- _Aim of the exercise_
Pick out every line in the entries below that contains the word 'single', and copy each one in full.

- _Information supplied_
○ ○ ○ ○

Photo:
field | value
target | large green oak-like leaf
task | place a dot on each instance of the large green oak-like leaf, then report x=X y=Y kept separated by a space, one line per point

○ ○ ○ ○

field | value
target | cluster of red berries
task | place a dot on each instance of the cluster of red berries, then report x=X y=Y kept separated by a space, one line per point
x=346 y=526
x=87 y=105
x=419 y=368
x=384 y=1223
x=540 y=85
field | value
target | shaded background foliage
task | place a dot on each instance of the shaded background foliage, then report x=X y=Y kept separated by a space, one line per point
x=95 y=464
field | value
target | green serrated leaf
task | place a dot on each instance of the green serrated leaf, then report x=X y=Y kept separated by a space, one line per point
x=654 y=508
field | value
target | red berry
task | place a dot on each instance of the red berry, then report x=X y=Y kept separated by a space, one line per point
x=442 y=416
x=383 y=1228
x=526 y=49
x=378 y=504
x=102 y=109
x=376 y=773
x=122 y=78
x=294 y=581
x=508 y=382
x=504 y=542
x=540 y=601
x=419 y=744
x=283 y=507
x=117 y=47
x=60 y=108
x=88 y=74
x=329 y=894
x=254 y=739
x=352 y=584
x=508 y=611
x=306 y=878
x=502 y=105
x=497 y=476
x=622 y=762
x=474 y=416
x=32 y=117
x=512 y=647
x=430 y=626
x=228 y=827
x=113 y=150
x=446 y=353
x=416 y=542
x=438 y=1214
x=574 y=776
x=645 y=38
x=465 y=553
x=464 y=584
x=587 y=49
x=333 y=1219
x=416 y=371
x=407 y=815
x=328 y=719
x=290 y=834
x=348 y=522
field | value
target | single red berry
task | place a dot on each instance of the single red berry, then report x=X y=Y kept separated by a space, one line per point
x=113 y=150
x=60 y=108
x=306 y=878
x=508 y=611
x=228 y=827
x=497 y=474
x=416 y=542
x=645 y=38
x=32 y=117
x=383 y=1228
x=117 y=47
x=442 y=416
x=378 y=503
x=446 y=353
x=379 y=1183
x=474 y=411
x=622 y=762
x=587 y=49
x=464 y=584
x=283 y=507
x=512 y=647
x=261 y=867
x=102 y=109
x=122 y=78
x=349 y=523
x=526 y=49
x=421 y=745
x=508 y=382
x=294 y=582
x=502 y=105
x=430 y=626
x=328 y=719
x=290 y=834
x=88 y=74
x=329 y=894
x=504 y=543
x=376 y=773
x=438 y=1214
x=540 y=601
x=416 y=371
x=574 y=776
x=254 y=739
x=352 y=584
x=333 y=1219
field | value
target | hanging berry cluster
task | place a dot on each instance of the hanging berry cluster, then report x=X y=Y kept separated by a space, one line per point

○ ○ ○ ○

- _Written response_
target | single red berry
task | place a dot on each instance of the single red berry, then report x=X y=Y kept separated by a space, one line per point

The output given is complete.